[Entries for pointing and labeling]
▶

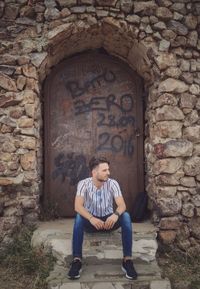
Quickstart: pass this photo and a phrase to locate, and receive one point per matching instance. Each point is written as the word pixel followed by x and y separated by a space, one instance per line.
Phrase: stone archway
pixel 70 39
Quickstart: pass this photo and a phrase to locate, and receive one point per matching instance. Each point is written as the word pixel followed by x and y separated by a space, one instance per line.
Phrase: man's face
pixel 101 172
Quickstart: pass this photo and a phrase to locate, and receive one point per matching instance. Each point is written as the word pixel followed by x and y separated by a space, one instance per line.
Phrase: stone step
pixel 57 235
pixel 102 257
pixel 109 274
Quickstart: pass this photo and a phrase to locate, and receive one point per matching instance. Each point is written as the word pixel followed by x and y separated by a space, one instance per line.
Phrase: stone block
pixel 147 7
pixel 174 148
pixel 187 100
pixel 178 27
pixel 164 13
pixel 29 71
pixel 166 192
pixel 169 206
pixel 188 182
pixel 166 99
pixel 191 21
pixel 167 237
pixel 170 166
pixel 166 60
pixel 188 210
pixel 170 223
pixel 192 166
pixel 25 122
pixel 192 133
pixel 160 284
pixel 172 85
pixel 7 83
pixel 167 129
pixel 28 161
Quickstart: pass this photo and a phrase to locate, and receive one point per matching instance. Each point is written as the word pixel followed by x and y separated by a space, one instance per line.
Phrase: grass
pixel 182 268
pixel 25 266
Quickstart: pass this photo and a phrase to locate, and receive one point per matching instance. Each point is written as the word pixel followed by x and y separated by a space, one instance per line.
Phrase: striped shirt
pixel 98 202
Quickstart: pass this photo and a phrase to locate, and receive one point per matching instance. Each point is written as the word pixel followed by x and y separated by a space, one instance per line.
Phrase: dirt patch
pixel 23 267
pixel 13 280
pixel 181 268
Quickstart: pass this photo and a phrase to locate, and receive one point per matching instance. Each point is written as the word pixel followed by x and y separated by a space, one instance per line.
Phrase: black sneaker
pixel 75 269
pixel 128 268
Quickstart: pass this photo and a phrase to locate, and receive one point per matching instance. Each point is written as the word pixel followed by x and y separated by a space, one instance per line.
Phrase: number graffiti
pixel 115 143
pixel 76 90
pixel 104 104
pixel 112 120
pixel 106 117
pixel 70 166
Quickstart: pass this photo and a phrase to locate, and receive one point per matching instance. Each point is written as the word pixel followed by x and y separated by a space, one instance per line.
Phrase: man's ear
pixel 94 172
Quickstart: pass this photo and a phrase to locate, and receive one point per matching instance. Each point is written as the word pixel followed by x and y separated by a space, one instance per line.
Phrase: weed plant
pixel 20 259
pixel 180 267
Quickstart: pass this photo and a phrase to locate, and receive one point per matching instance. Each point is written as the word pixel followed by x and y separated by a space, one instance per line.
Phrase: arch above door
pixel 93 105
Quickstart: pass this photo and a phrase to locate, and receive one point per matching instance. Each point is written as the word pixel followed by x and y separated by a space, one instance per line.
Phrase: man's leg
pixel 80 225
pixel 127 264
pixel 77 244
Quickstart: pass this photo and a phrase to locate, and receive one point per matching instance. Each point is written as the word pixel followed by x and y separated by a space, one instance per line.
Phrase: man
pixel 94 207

◀
▶

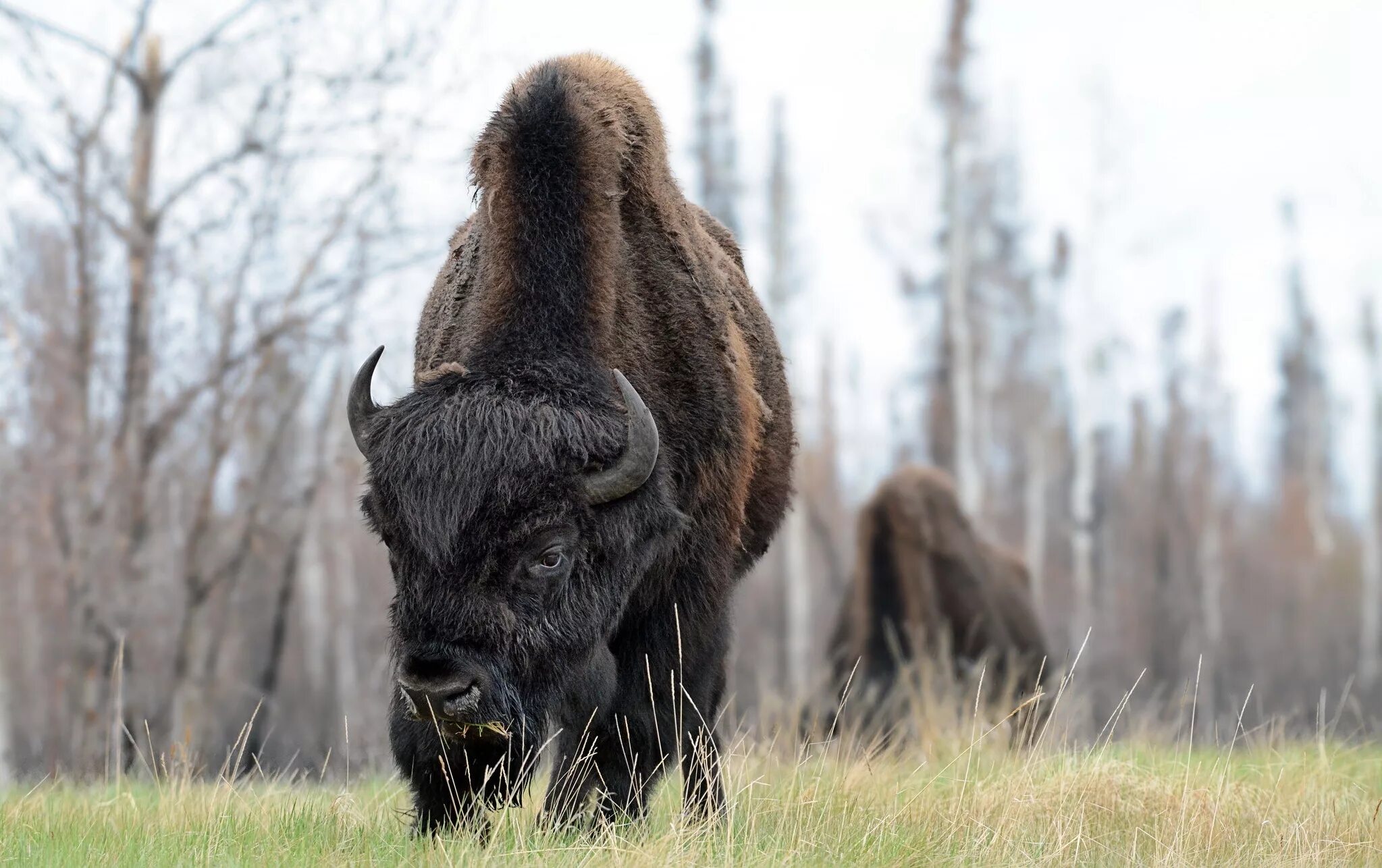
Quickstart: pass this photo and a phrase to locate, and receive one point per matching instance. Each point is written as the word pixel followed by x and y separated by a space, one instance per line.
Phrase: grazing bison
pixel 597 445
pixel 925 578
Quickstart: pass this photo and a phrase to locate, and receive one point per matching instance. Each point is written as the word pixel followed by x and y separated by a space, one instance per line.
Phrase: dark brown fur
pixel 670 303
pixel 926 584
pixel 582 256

◀

Task directions: Select each line in the records above that contains the string "stone" and copy it out. Case counts.

Final answer:
Phrase: stone archway
Phrase: stone step
Phrase: stone block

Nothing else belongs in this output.